### THE TASK
Given the records below, set each one down again exactly as it reads.

(Records from a dataset)
=== Begin Enclosure ===

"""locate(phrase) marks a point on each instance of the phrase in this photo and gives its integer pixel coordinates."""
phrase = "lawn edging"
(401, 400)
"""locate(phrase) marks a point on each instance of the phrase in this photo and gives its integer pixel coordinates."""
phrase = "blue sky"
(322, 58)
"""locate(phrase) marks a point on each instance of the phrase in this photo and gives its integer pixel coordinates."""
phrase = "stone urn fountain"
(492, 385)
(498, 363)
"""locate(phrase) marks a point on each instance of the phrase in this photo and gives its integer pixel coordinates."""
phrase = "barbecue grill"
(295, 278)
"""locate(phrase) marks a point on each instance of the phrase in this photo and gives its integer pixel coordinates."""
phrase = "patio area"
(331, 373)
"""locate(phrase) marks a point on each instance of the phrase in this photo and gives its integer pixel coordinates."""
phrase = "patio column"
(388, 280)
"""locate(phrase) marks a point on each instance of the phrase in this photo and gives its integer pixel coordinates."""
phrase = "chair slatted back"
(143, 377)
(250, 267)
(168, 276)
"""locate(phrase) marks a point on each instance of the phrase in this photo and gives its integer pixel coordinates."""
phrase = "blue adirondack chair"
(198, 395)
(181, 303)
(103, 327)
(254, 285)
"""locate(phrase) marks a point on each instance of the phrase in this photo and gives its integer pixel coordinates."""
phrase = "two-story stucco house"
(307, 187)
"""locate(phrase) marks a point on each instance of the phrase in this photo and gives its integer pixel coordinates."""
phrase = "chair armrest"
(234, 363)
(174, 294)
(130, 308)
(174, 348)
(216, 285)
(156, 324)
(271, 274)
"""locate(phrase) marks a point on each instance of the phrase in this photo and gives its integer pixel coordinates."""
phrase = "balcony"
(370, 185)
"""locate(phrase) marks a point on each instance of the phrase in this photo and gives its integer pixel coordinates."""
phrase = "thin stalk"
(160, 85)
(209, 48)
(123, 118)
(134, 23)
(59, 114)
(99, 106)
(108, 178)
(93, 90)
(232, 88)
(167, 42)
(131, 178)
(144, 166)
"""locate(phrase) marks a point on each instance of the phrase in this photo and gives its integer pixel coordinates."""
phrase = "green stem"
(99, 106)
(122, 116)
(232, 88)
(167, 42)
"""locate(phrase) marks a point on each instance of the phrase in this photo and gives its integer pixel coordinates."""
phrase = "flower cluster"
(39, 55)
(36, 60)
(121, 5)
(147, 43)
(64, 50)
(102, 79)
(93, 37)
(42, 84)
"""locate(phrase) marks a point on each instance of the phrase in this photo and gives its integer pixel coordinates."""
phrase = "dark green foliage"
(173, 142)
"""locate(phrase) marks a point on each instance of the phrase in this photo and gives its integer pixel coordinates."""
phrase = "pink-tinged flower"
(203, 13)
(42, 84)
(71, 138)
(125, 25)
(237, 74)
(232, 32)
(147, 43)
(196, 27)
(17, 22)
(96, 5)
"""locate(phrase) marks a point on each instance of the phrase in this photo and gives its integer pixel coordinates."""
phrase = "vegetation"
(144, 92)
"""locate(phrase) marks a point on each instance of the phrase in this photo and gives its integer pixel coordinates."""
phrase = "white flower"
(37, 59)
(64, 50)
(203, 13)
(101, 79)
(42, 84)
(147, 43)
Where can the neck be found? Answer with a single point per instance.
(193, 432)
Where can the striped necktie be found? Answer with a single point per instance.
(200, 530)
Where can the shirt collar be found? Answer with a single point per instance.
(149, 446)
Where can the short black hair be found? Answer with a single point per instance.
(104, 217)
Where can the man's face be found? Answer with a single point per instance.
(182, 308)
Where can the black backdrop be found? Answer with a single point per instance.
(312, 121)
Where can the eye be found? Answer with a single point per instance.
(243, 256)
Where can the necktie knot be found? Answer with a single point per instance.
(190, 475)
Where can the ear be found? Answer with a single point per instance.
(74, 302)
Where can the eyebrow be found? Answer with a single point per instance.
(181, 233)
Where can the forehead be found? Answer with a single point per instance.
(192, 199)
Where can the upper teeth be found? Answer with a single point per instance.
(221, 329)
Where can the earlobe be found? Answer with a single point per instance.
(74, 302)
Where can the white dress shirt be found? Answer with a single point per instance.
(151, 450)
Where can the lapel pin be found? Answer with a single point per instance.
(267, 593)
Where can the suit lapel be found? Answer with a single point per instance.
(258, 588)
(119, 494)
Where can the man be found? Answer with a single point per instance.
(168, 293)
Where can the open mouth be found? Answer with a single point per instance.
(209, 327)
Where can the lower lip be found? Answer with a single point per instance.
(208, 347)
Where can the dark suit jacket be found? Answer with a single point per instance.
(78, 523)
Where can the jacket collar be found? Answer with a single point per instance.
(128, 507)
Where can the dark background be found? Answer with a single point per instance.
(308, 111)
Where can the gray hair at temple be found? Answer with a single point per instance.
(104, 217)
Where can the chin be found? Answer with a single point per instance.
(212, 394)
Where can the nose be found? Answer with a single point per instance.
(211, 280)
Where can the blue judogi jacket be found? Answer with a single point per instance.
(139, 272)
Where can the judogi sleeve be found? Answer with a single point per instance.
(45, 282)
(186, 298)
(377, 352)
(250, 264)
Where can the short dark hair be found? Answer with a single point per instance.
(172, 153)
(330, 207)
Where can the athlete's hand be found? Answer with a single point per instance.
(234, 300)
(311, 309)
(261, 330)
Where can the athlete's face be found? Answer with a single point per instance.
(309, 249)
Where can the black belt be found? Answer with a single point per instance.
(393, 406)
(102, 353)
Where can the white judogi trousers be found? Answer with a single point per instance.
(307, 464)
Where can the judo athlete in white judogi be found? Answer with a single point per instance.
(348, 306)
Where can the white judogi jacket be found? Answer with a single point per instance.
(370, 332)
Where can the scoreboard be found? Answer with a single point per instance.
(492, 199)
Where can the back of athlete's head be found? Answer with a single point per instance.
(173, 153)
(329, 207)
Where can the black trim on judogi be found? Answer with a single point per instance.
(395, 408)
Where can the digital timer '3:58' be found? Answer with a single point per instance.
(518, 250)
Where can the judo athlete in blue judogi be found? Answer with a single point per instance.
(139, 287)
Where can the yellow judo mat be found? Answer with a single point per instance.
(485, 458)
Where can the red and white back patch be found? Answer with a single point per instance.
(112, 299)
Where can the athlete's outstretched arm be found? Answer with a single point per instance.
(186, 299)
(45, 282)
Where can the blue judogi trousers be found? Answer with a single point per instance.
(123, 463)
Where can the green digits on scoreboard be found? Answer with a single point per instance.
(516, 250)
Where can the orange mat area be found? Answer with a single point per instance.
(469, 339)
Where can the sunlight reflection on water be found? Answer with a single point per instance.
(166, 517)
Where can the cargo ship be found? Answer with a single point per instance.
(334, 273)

=== End Enclosure ===

### ANSWER FOR THE TASK
"""locate(phrase) marks a point on each instance of the phrase in this photo and gives its integer pixel coordinates."""
phrase = "lawn edging"
(401, 400)
"""locate(phrase) marks a point on each instance of the phrase in this photo and gives its integer pixel coordinates."""
phrase = "blue sky"
(322, 58)
"""locate(phrase) marks a point on each instance of the phrase in this photo and gives its integer pixel coordinates."""
phrase = "stone urn fountain"
(492, 385)
(498, 363)
"""locate(phrase) marks a point on each instance of the phrase in this photo and gives its integer pixel coordinates."""
phrase = "barbecue grill"
(295, 278)
"""locate(phrase) marks a point on each instance of the phrase in this photo and gives its integer pixel coordinates."""
phrase = "patio area"
(331, 373)
"""locate(phrase) marks a point on each instance of the phrase in this photo and gives its integer pixel coordinates."""
phrase = "patio column"
(388, 280)
"""locate(phrase) marks a point on each instance of the phrase in this photo and gives its integer pixel coordinates."""
phrase = "chair slatted back"
(143, 377)
(250, 267)
(168, 276)
"""locate(phrase) marks a point on each instance of the phrase in this photo and gives its integer pixel coordinates."""
phrase = "blue adirondack chair"
(198, 395)
(181, 303)
(103, 327)
(254, 285)
"""locate(phrase) marks a point on each instance of the phrase in this photo and gives its integer pixel coordinates."""
phrase = "two-story stucco house"
(307, 187)
"""locate(phrase) marks a point on each instance of the phrase in this photo and gives its integer pixel coordinates."""
phrase = "chair armrest"
(234, 363)
(174, 294)
(130, 308)
(174, 348)
(216, 285)
(156, 324)
(271, 274)
"""locate(phrase) marks a point on each instance of the phrase in this photo and gives its integer pixel coordinates."""
phrase = "balcony"
(370, 185)
"""locate(phrase) marks a point on each instance of the phrase in this photo and gives its integer pixel coordinates."""
phrase = "thin stalk"
(160, 85)
(209, 48)
(123, 118)
(134, 23)
(59, 114)
(99, 106)
(108, 178)
(93, 90)
(232, 88)
(167, 42)
(131, 178)
(144, 166)
"""locate(phrase) marks a point on each instance of the phrase in this photo and gives its integer pixel coordinates."""
phrase = "green stem"
(99, 106)
(122, 116)
(232, 88)
(167, 42)
"""locate(phrase) marks a point on each instance of the phrase in this photo and gives its integer pixel coordinates."""
phrase = "flower cluster"
(39, 55)
(36, 60)
(121, 5)
(147, 43)
(64, 50)
(102, 79)
(93, 37)
(42, 84)
"""locate(phrase) marks a point on each instance of the phrase in this photo and gives its integer pixel coordinates."""
phrase = "dark green foliage"
(173, 142)
"""locate(phrase) marks a point on each instance of the phrase in this photo and gives its integer pixel coordinates."""
phrase = "pink-tinged flower"
(203, 13)
(42, 84)
(71, 138)
(125, 25)
(237, 74)
(232, 32)
(147, 43)
(196, 27)
(17, 22)
(96, 5)
"""locate(phrase) marks a point on each instance of the phrase in this photo and gives its integer pixel coordinates."""
phrase = "vegetation"
(144, 92)
"""locate(phrase) marks a point on each instance of the phrase in this photo and gives its integer pixel coordinates."""
phrase = "white flower"
(37, 59)
(64, 50)
(203, 13)
(101, 79)
(42, 84)
(147, 43)
Where can the neck be found? Answer with a single point per instance.
(193, 432)
Where can the striped necktie be found? Answer with a single point per instance.
(200, 530)
Where can the shirt collar be found? Answer with a single point per instance.
(149, 446)
Where can the short black hair be found? Answer with a single point per instance.
(104, 217)
Where can the man's face be found? Answer with a single point per instance.
(182, 308)
Where can the black backdrop be found? Answer with a single point per instance.
(312, 121)
Where can the eye be found? Answer with a single point per instance.
(243, 256)
Where can the necktie knot be found? Answer with a single point per instance.
(190, 475)
Where can the ear be found? Answer with a single point per instance.
(74, 302)
Where can the eyebrow be found? Answer with a single point per instance.
(181, 233)
Where can the forehead be found? Answer with a single point per instance.
(192, 199)
Where can the upper teeth be found? Answer with a single point per instance.
(221, 329)
Where can the earlobe be found? Answer with a single point per instance.
(74, 302)
Where can the white dress shirt be found? Answer with a single point per instance.
(151, 450)
Where can the lapel pin be found? Answer with a single point per instance.
(267, 593)
Where can the suit lapel be found? Answer with a single point per instance.
(258, 588)
(119, 494)
Where can the man be found? Answer with a single point per instance.
(168, 293)
Where can the open mouth be found? Answer with a single point per instance.
(209, 327)
Where can the lower lip be found? Answer with a single point per instance.
(208, 347)
Where can the dark suit jacket be found? Answer with a single point per instance.
(78, 523)
Where can the jacket collar be found? Answer with a single point per instance.
(128, 507)
Where can the dark background be found? Answer with a single point per instance.
(308, 111)
Where can the gray hair at temple be found? Answer with a single point per instance.
(104, 217)
Where can the chin be found? Answer with a single point per instance.
(212, 394)
Where can the nose be found? Answer with a single point per instance.
(211, 280)
Where can the blue judogi jacket be found? Answer with a single point per instance.
(139, 272)
Where can the judogi sleeve be found? Answer with a single point per instance.
(45, 282)
(186, 298)
(377, 352)
(250, 264)
Where can the short dark hair be found? Answer with a single point per instance.
(172, 153)
(330, 207)
Where can the athlete's hand be found? Answer with a single point per instance.
(234, 300)
(311, 309)
(261, 330)
Where can the athlete's face be found? Answer with a single point per instance.
(309, 249)
Where can the black belt be found? Answer with a single point per instance.
(393, 406)
(102, 353)
Where can the white judogi trousers be found? Answer with a single point per instance.
(307, 464)
Where can the judo athlete in white judogi be found? Answer with a single point per instance.
(348, 306)
Where can the white judogi jacket be found? Answer with a single point per instance.
(370, 332)
Where can the scoreboard be found? Answer with a single point per instance.
(492, 199)
Where can the back of athlete's head be found? Answer with a single point per instance.
(173, 153)
(329, 207)
Where can the black trim on judogi be found? Answer with a single point per instance.
(395, 408)
Where can the digital timer '3:58' be found? Answer with a single point per instance.
(518, 250)
Where can the judo athlete in blue judogi be found? Answer with a single point per instance.
(139, 287)
Where can the yellow judo mat be found? Answer with a single point per instance.
(485, 458)
Where can the red and white back patch be found? Answer with a single point per instance.
(112, 299)
Where can the athlete's outstretched arm be found? Answer with a single point per instance.
(186, 299)
(45, 282)
Where can the blue judogi trousers be found? Answer with a single point per instance.
(123, 463)
Where can the green digits on scoreboard be found? Answer with a single point per instance.
(516, 250)
Where can the orange mat area be found? Answer with a single point per instance.
(469, 339)
Where can the sunlight reflection on water be found? Answer with a single point per instance.
(166, 517)
Where can the cargo ship be found? Answer with a single point per instance.
(334, 273)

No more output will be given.